GIVEN TASK: Determine how many lines of the records contain the string "wall", matching case exactly. Give only the number.

Rows from a dataset:
■ ■ ■ ■ ■ ■ ■

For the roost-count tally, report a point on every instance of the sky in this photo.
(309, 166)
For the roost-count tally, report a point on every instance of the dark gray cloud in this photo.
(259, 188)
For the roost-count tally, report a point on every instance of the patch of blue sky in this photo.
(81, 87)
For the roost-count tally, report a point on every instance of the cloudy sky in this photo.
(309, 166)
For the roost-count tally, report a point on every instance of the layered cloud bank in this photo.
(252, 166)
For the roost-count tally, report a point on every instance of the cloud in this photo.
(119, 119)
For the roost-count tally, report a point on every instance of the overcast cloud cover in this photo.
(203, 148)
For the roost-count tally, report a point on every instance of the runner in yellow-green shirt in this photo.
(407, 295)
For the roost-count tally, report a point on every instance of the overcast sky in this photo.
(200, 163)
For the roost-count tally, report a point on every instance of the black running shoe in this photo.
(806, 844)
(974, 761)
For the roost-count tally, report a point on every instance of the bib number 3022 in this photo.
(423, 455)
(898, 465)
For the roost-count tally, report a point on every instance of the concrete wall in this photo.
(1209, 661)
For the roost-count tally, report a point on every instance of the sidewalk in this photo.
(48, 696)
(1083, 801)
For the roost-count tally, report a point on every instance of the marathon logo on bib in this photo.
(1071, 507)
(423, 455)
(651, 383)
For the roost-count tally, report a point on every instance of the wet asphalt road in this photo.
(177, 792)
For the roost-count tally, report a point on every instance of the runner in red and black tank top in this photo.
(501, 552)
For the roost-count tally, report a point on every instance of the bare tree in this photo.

■ ■ ■ ■ ■ ■ ■

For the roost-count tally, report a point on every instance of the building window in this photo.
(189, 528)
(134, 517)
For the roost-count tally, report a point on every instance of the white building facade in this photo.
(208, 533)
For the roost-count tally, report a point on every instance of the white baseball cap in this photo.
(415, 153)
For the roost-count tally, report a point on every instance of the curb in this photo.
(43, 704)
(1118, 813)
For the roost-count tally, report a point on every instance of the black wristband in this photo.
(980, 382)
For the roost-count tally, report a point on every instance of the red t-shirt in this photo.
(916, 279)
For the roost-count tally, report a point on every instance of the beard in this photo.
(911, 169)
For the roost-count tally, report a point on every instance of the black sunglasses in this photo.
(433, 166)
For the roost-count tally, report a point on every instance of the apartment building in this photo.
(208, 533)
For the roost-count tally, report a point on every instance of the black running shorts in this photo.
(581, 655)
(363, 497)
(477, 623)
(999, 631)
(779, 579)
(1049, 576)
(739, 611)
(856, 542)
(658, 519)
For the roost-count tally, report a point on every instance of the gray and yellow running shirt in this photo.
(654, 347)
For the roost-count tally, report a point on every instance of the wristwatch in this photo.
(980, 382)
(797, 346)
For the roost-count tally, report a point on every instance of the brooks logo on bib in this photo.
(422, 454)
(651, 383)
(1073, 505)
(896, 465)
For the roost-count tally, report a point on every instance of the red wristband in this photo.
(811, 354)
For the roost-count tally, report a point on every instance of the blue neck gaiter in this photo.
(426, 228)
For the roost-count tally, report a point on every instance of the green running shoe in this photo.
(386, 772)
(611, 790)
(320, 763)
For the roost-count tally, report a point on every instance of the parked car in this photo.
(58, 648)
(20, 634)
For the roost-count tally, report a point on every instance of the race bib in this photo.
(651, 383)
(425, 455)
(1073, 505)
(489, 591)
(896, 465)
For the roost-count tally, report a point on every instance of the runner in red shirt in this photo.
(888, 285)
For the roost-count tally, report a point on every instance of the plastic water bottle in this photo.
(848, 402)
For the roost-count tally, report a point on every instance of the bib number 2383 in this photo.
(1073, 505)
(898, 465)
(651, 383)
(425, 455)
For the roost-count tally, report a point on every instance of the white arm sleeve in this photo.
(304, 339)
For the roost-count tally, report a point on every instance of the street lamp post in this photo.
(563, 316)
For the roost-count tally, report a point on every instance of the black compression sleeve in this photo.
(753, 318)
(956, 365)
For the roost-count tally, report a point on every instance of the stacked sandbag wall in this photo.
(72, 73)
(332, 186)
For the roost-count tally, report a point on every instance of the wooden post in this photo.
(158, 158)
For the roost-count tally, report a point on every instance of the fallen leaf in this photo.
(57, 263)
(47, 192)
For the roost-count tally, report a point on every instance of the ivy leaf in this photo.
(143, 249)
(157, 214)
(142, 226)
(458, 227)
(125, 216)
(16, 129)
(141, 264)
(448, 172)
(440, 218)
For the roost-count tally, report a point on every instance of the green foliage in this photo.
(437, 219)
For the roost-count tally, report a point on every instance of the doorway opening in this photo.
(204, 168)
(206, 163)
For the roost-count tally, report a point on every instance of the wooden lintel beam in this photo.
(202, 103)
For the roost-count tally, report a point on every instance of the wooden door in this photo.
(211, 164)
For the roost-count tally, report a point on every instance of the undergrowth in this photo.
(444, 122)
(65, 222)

■ ■ ■ ■ ■ ■ ■

EXERCISE RESPONSE: 2